> [Objective]
Repeat only the lines below from the one that contains "Task: Indicate the white" through the final line, exactly. Omit pictures.

(Point placement records)
— BEGIN —

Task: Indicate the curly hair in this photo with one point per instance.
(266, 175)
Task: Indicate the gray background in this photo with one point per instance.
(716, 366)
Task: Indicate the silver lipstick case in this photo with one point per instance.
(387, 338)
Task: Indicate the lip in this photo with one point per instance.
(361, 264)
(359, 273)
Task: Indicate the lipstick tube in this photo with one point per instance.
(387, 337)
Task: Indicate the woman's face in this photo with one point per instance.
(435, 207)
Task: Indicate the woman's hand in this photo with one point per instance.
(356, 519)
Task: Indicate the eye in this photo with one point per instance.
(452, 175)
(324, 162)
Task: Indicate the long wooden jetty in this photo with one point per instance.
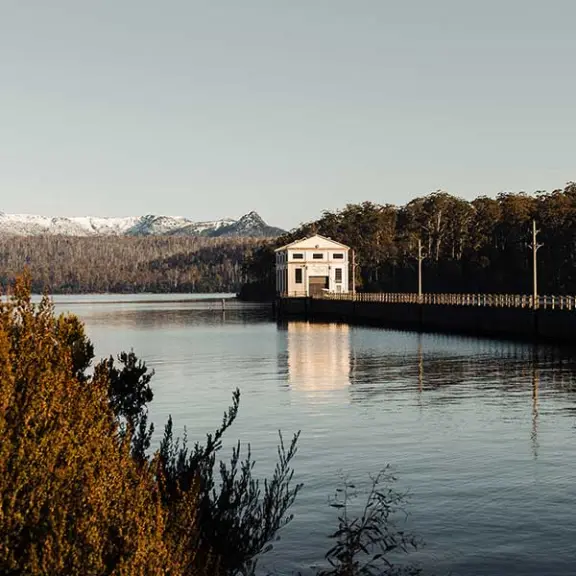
(516, 316)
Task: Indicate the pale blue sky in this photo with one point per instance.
(213, 108)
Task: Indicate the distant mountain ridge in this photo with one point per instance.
(250, 225)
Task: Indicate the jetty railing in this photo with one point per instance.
(545, 302)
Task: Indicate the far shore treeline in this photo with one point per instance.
(72, 265)
(481, 245)
(478, 246)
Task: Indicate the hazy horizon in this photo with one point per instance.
(209, 111)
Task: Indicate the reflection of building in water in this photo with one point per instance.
(318, 356)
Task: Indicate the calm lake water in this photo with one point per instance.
(480, 432)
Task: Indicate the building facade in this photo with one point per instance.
(312, 266)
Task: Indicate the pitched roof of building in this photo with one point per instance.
(322, 238)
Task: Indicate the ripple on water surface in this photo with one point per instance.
(480, 432)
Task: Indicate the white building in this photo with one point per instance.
(311, 266)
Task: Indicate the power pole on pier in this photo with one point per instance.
(420, 258)
(535, 247)
(353, 272)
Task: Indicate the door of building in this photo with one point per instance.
(316, 284)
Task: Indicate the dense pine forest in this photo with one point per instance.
(477, 246)
(64, 264)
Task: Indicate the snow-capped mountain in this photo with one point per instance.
(150, 225)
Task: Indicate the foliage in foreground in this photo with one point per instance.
(365, 543)
(80, 492)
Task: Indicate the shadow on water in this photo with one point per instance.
(173, 315)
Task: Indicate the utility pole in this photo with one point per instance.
(420, 258)
(535, 247)
(353, 272)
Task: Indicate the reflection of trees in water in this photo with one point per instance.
(435, 364)
(132, 317)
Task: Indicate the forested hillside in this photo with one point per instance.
(123, 264)
(477, 246)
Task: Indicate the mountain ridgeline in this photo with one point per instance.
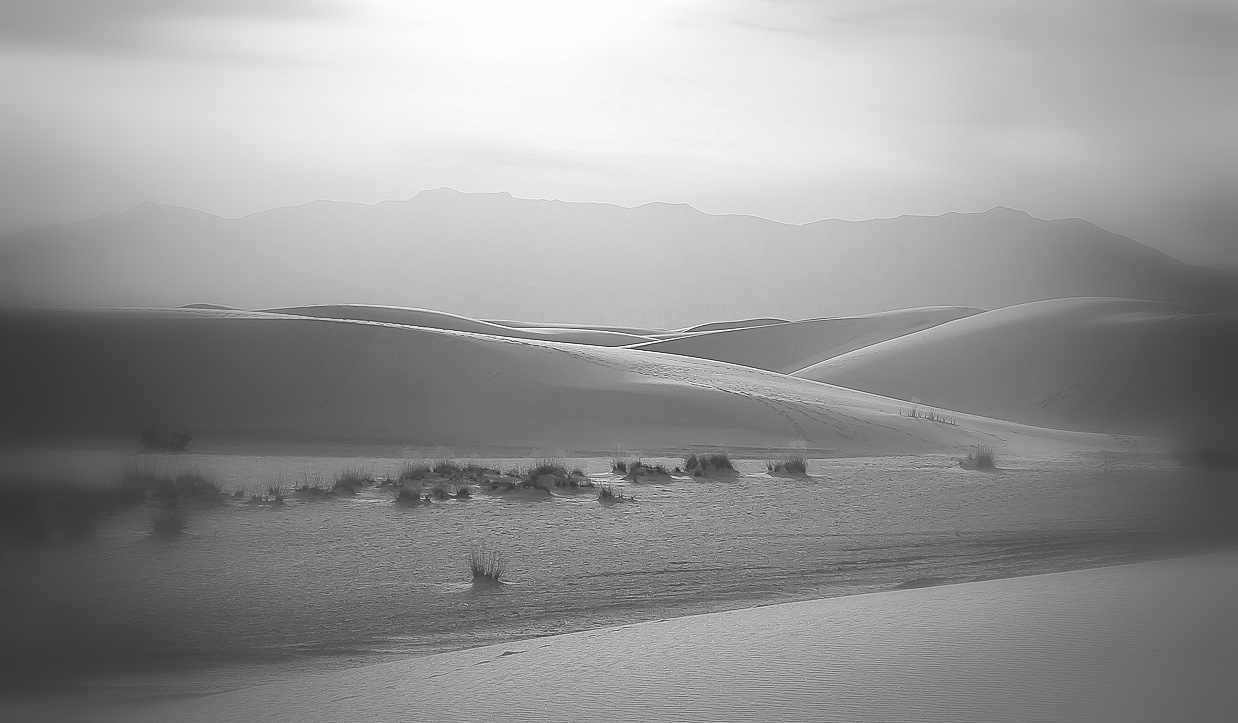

— END —

> [Solution for this task]
Task: Indicate the white building in this photo with one point per instance.
(311, 266)
Task: Indicate the power pole on pier in this photo with one point per instance.
(420, 258)
(535, 247)
(353, 272)
Task: Indicate the door of building in this photo with one point per instance.
(316, 284)
Task: Indicate the dense pine forest in this photo with one point per instance.
(477, 246)
(64, 264)
Task: Indicate the snow-capped mountain in this photo with one point per instance.
(150, 225)
Task: Indicate the foliage in foreground in this photo with one point per instance.
(365, 543)
(80, 492)
Task: Indicate the shadow on water in this photo with one point per instance.
(173, 315)
Task: Indicate the utility pole in this photo with one point per instance.
(420, 258)
(535, 247)
(353, 272)
Task: Indicate the reflection of trees in water in this photo with one point per instance.
(435, 364)
(132, 317)
Task: Indicate the forested hillside in this photo with one point per instance.
(123, 264)
(477, 246)
Task: Indicate the mountain ridgeline in this photo with one point per instance.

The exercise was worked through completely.